→ **Entries provided**

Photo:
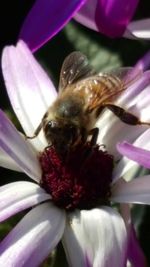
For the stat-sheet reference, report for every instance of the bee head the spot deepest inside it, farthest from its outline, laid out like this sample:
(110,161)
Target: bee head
(61,134)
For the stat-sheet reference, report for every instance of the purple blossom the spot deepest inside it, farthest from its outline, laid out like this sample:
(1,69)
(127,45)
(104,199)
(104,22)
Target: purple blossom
(112,18)
(31,92)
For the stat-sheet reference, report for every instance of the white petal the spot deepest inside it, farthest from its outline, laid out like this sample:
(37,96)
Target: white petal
(29,88)
(18,196)
(96,237)
(138,29)
(125,165)
(34,237)
(18,149)
(135,191)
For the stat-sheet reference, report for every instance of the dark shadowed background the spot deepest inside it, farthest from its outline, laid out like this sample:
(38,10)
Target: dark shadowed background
(103,54)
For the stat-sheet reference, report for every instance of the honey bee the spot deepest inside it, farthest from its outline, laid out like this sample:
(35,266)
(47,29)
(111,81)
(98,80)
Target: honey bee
(82,97)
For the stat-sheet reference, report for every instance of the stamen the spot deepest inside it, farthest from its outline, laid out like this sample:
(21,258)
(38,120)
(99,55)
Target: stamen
(82,180)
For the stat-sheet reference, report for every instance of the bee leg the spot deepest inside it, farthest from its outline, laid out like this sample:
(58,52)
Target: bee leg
(125,116)
(36,132)
(94,132)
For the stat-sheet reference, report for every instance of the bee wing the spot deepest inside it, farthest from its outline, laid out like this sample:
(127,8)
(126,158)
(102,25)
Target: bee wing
(75,67)
(116,82)
(127,75)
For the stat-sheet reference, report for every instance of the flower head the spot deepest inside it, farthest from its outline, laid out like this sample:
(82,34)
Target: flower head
(52,218)
(108,17)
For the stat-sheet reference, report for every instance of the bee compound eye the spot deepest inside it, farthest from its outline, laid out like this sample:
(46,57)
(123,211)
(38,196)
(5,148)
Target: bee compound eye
(52,124)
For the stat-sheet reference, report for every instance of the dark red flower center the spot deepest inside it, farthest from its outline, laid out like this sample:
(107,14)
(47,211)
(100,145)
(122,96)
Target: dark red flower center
(81,180)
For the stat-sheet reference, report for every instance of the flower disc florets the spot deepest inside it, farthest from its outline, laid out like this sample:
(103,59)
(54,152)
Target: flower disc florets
(81,180)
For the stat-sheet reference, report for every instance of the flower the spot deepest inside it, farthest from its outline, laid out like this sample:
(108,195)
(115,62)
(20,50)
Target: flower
(83,232)
(107,17)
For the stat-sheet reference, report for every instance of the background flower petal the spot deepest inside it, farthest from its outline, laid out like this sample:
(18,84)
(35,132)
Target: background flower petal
(34,237)
(18,149)
(85,239)
(138,29)
(126,165)
(135,99)
(112,17)
(86,15)
(141,156)
(29,88)
(135,191)
(18,196)
(7,162)
(135,253)
(47,18)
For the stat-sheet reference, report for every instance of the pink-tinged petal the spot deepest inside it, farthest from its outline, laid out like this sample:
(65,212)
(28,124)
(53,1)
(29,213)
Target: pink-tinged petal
(34,237)
(18,149)
(126,165)
(85,239)
(144,63)
(138,29)
(29,88)
(7,162)
(18,196)
(46,19)
(112,17)
(133,99)
(141,156)
(135,191)
(86,15)
(135,253)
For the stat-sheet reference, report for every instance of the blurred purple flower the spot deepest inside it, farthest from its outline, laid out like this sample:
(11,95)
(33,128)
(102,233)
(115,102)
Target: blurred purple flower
(111,18)
(31,92)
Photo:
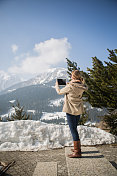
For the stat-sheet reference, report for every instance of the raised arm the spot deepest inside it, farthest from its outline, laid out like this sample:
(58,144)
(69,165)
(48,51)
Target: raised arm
(62,91)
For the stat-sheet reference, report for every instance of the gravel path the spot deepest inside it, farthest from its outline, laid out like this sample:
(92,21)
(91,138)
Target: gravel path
(26,161)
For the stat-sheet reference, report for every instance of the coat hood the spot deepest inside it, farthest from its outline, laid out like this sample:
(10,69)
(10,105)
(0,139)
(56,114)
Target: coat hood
(78,87)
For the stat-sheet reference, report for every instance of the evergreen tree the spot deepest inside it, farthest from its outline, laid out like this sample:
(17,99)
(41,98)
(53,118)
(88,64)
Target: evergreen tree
(19,113)
(102,87)
(71,66)
(102,83)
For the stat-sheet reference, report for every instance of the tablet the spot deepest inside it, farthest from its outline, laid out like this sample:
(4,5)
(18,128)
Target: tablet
(61,81)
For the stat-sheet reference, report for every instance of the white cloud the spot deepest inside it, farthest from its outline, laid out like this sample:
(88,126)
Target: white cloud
(48,53)
(14,48)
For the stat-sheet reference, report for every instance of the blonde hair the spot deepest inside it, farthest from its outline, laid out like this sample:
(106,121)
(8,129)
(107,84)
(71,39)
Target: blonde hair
(76,75)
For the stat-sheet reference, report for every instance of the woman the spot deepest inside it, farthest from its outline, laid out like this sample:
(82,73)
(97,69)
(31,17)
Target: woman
(73,106)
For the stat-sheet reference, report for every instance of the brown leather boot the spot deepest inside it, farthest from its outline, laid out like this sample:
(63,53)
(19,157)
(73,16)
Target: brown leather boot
(79,147)
(76,151)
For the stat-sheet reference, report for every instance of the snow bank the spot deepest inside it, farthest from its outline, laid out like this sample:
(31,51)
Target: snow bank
(55,115)
(28,135)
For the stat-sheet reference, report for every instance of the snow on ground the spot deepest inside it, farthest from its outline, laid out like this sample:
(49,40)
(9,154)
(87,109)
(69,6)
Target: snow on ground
(12,101)
(28,135)
(55,115)
(32,111)
(10,112)
(11,90)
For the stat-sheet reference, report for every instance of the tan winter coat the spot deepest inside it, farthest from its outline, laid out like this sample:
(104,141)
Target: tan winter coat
(73,103)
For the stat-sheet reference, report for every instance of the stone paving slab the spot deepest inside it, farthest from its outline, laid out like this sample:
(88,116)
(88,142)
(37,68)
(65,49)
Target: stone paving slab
(92,163)
(46,169)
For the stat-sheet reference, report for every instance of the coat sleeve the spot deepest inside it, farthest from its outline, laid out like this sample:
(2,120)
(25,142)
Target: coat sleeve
(64,90)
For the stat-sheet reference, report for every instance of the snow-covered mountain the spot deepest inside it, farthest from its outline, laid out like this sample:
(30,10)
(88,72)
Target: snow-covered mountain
(7,80)
(47,78)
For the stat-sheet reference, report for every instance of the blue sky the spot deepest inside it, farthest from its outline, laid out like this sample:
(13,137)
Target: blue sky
(38,34)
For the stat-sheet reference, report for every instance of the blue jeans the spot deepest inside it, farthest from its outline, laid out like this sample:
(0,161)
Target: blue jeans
(73,122)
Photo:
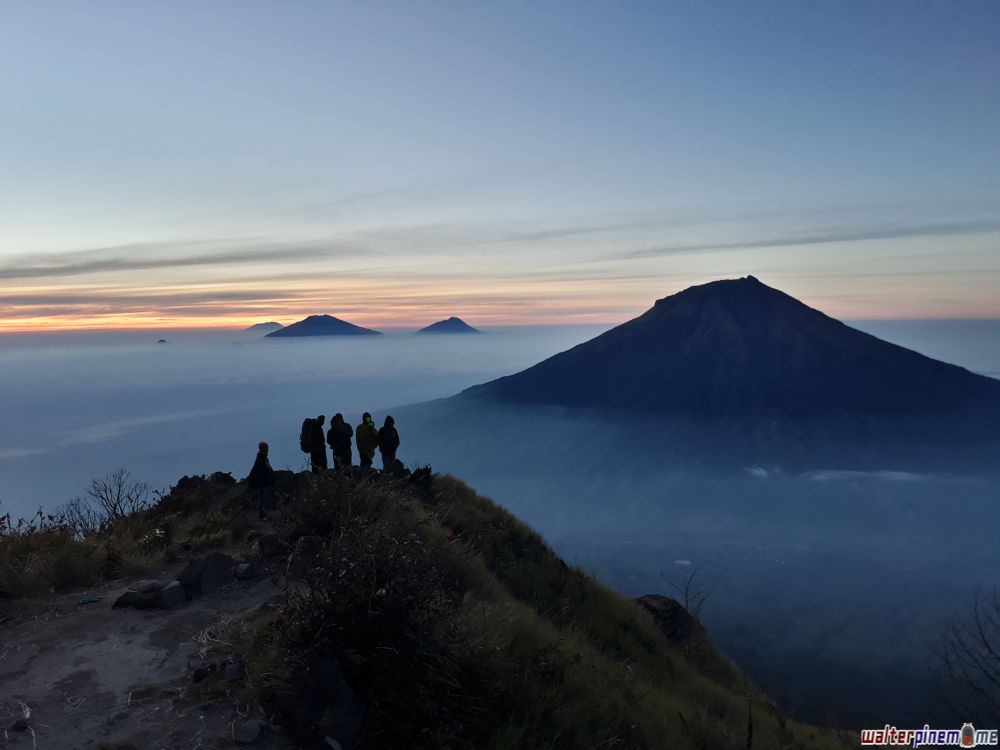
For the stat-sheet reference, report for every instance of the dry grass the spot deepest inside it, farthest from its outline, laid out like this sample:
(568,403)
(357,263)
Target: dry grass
(49,554)
(449,615)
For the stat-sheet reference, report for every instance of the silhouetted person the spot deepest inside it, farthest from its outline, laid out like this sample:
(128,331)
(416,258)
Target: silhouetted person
(367,438)
(261,480)
(388,442)
(317,445)
(339,439)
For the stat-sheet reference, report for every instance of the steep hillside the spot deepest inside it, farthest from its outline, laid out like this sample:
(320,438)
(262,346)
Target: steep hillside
(378,612)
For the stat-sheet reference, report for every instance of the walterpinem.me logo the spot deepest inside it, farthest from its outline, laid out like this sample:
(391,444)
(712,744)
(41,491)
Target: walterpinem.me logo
(967,736)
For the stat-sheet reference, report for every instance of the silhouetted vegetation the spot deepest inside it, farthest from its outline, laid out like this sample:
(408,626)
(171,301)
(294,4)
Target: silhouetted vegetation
(968,660)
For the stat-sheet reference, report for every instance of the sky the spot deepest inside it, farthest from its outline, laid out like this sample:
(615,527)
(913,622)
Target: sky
(224,163)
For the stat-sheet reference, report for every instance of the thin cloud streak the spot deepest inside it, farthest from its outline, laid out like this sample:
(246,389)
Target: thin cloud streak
(122,258)
(825,238)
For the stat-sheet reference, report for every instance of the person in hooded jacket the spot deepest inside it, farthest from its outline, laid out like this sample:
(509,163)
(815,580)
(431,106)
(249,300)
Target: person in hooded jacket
(317,445)
(261,480)
(388,442)
(367,439)
(339,439)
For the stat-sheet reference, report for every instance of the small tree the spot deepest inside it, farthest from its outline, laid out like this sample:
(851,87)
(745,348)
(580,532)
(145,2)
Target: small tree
(107,500)
(968,659)
(691,596)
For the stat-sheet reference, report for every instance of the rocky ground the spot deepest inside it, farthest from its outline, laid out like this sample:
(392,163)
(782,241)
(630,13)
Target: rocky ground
(76,672)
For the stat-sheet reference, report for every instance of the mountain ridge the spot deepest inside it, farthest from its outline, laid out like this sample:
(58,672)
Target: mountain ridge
(453,324)
(322,325)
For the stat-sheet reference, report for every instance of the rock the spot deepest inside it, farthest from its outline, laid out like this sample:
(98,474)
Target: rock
(190,483)
(201,669)
(272,545)
(172,595)
(308,546)
(203,575)
(143,586)
(152,595)
(675,622)
(396,468)
(222,477)
(144,600)
(249,732)
(233,671)
(322,706)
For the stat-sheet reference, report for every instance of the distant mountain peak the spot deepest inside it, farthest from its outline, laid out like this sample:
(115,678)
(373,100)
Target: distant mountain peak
(264,327)
(450,325)
(321,325)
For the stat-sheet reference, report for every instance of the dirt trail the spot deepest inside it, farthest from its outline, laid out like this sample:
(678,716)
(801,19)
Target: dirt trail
(93,677)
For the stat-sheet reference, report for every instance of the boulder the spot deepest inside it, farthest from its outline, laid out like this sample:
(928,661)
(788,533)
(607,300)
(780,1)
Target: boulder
(190,483)
(201,669)
(272,545)
(172,595)
(203,575)
(222,477)
(152,595)
(143,586)
(137,600)
(675,622)
(323,706)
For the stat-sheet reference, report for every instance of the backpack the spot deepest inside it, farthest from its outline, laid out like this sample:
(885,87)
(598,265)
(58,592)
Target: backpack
(304,436)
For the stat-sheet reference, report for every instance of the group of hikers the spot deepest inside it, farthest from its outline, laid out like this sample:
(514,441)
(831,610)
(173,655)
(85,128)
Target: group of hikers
(368,437)
(312,441)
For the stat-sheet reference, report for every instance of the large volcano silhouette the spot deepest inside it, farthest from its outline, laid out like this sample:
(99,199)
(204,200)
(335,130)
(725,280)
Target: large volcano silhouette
(733,373)
(739,348)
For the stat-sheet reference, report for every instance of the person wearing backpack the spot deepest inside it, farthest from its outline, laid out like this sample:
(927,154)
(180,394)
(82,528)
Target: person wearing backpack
(261,480)
(388,442)
(339,439)
(312,442)
(367,439)
(304,435)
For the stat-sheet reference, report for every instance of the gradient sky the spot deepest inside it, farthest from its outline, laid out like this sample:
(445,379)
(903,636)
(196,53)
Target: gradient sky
(223,163)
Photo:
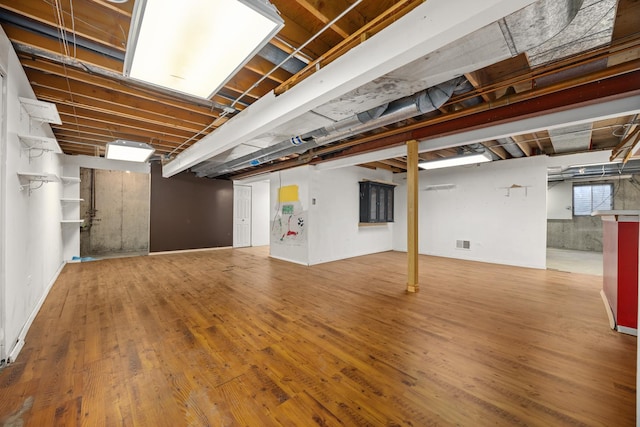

→ **Exercise**
Return every line of the material above that contains the word "florets".

→ **The result**
For the stat-sheet reference, report for every instance of the flower disc florets the spot deepest inside it, farthest from its outline, laid out like this sample:
Target: flower disc florets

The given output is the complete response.